Report how many lines in the listing below contain the string "water", treating uppercase and lowercase as distinct. Reply with the number alone.

__Input records__.

◇ ◇ ◇ ◇

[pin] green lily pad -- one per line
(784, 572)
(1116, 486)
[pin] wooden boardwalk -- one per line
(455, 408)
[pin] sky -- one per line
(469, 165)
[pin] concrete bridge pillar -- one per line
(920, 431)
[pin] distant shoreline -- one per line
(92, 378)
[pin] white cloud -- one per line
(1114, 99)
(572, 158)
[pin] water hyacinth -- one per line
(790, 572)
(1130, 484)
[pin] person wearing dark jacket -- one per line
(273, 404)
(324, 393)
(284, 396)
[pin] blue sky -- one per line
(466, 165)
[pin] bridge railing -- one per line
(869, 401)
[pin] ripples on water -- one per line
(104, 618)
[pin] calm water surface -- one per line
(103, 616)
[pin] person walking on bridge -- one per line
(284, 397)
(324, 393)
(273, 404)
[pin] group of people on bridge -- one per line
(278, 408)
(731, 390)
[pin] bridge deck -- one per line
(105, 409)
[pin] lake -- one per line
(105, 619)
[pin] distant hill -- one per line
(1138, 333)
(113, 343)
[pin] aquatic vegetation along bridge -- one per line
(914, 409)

◇ ◇ ◇ ◇

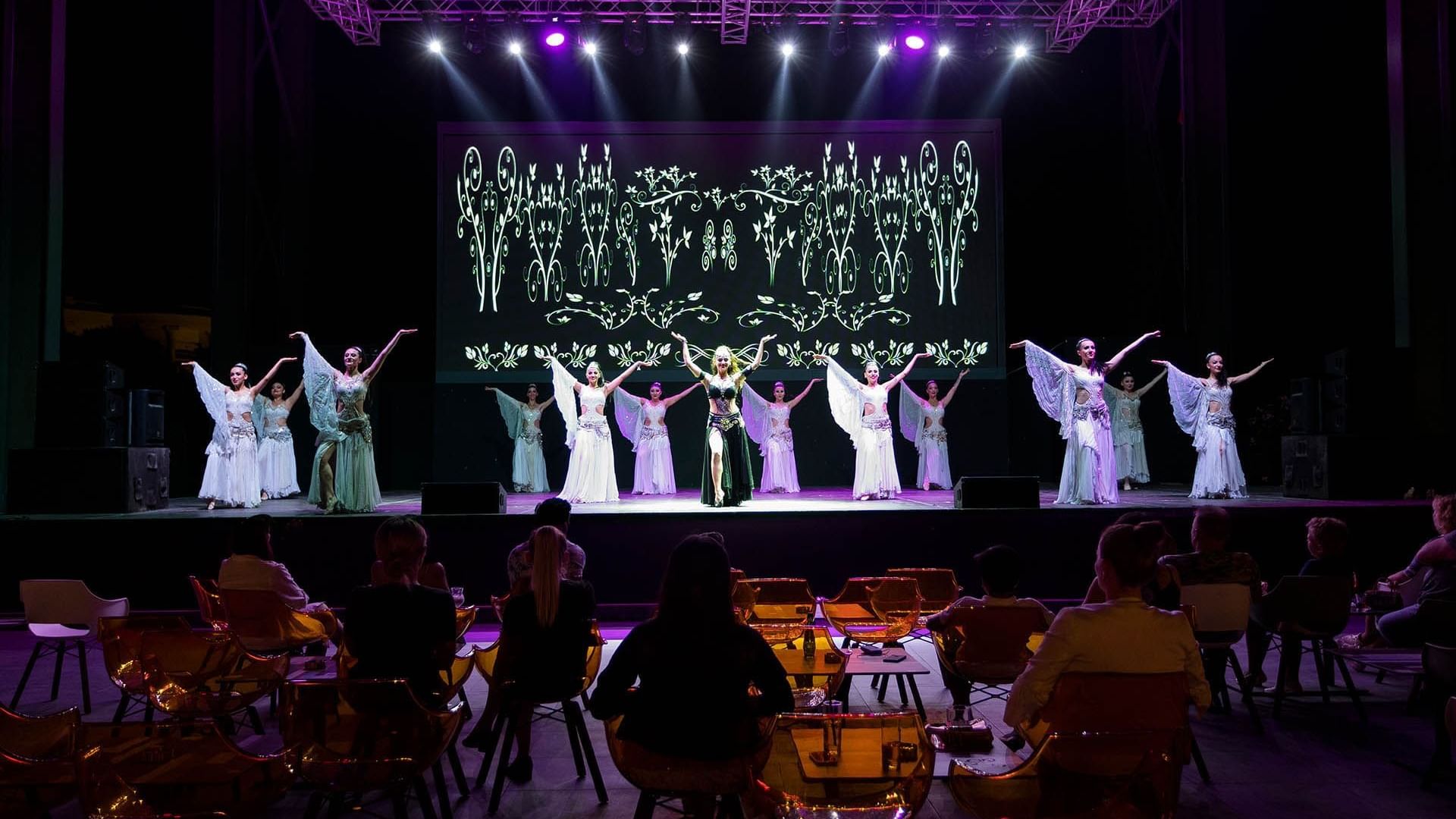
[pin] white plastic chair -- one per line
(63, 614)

◇ ◇ ◇ ◇

__Task output__. 3